**TASK DIRECTIONS**:
Count the lines in the listing below that contain the word "jacket". Reply with the number alone.

[Object point labels]
--

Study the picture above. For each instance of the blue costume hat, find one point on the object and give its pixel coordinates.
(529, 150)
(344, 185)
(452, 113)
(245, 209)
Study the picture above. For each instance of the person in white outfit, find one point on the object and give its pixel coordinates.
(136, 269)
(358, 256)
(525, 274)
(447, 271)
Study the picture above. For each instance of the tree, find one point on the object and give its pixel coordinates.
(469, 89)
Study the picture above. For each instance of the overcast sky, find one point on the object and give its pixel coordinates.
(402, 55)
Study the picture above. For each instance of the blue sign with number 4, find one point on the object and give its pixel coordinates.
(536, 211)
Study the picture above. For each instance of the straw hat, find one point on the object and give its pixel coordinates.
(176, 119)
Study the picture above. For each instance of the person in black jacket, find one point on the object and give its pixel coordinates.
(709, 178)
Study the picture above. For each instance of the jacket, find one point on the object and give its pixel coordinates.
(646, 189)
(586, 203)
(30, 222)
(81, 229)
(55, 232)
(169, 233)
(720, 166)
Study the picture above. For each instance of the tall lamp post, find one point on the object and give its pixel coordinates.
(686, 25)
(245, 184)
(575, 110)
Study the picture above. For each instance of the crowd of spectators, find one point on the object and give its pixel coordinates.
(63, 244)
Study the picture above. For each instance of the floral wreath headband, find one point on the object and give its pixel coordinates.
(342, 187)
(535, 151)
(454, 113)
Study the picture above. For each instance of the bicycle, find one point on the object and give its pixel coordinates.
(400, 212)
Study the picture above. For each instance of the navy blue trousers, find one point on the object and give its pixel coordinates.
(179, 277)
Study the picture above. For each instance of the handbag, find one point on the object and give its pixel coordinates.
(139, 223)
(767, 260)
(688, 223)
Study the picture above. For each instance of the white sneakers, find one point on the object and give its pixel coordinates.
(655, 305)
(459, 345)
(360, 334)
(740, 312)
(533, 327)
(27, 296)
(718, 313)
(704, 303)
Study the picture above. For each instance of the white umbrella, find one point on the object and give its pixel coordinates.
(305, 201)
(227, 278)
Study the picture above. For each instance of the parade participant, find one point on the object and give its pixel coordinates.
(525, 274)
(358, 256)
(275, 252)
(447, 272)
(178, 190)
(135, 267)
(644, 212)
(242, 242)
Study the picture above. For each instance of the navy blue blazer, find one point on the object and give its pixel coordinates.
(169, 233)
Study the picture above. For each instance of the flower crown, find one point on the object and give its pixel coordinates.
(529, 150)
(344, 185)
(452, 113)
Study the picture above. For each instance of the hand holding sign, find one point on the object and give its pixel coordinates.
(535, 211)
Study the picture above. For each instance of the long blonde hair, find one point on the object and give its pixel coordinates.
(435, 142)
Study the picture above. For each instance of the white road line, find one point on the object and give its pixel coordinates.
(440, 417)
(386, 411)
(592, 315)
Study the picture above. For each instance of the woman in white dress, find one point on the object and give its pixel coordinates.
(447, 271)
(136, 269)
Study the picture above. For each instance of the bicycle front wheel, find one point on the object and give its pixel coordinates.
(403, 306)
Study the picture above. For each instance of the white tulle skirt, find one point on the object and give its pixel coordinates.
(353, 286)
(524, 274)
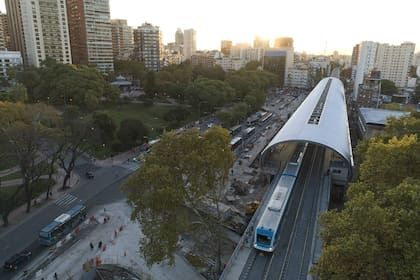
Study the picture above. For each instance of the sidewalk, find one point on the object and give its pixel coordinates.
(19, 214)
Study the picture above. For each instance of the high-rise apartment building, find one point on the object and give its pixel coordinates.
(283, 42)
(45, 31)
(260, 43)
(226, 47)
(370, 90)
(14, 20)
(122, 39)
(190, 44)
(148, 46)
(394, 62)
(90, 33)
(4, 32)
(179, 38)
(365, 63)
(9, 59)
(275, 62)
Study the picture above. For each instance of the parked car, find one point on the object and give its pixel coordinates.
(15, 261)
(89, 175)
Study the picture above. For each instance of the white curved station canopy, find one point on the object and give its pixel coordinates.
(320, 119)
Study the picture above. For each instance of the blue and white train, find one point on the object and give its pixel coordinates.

--

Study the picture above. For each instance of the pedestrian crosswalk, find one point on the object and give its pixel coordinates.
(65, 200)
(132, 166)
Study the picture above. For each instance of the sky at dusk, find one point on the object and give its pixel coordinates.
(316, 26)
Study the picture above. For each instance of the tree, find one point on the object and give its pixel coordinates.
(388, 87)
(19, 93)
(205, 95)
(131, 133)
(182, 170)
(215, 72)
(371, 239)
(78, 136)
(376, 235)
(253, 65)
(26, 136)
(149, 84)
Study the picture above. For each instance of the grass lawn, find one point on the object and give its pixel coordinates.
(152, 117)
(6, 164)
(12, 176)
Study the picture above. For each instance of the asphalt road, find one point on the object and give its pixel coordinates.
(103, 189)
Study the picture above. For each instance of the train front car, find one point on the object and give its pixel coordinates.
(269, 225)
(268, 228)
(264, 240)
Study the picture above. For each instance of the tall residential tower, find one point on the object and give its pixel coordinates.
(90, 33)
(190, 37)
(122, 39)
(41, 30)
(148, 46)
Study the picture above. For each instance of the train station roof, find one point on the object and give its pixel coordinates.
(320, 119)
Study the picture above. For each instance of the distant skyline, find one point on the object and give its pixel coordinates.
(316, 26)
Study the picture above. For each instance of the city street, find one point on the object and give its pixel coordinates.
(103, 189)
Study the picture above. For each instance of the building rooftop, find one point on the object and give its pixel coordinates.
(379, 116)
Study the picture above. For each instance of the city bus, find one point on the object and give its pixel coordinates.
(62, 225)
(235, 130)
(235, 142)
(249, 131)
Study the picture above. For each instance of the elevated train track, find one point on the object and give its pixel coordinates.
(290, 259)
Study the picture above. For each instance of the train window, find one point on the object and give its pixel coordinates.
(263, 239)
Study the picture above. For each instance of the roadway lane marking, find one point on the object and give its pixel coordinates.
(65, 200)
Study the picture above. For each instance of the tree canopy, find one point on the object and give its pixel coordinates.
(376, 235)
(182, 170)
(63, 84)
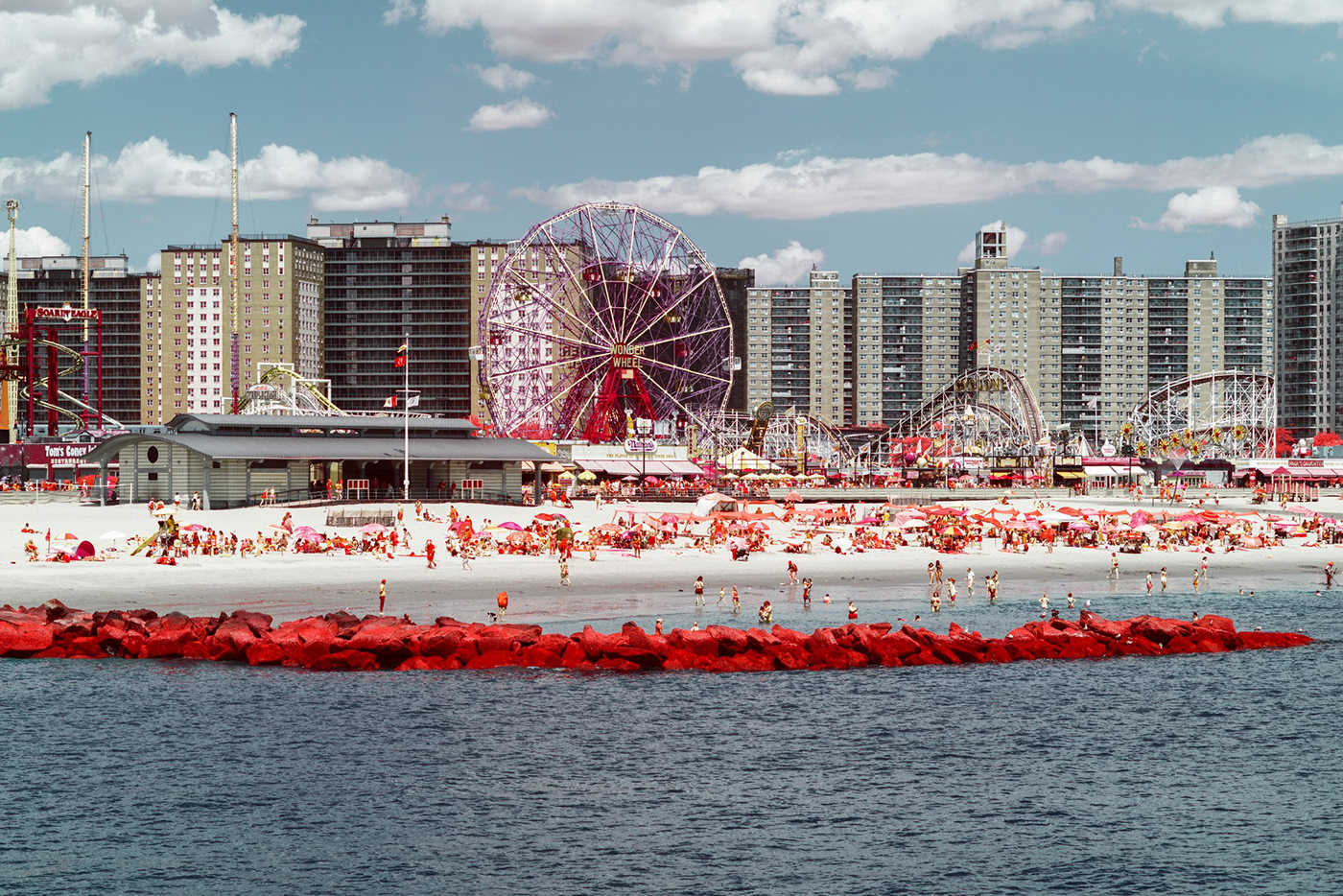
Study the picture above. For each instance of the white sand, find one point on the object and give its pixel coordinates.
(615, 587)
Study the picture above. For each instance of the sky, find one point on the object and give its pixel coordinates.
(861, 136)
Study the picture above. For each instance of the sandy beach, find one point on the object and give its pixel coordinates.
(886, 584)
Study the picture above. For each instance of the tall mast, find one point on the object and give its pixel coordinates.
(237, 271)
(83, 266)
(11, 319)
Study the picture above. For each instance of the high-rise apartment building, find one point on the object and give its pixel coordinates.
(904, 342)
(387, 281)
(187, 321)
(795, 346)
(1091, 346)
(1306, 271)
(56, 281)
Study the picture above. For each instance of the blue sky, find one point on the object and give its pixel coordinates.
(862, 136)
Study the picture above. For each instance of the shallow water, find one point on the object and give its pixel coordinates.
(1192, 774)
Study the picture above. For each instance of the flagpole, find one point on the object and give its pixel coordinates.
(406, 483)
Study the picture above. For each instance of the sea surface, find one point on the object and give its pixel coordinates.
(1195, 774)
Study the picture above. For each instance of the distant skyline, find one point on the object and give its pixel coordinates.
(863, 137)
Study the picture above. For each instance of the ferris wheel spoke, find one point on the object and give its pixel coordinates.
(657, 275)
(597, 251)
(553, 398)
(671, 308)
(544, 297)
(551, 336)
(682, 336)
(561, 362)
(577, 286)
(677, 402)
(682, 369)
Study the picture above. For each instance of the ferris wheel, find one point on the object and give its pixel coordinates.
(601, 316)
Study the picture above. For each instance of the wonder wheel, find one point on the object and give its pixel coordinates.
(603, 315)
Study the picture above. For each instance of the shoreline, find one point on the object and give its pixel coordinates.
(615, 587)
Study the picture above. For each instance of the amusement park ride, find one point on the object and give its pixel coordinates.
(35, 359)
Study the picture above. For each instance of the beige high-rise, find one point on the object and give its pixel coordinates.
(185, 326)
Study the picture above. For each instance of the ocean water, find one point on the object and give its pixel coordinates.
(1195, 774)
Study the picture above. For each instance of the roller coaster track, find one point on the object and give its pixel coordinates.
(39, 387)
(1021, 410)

--

**THE SOLUTION**:
2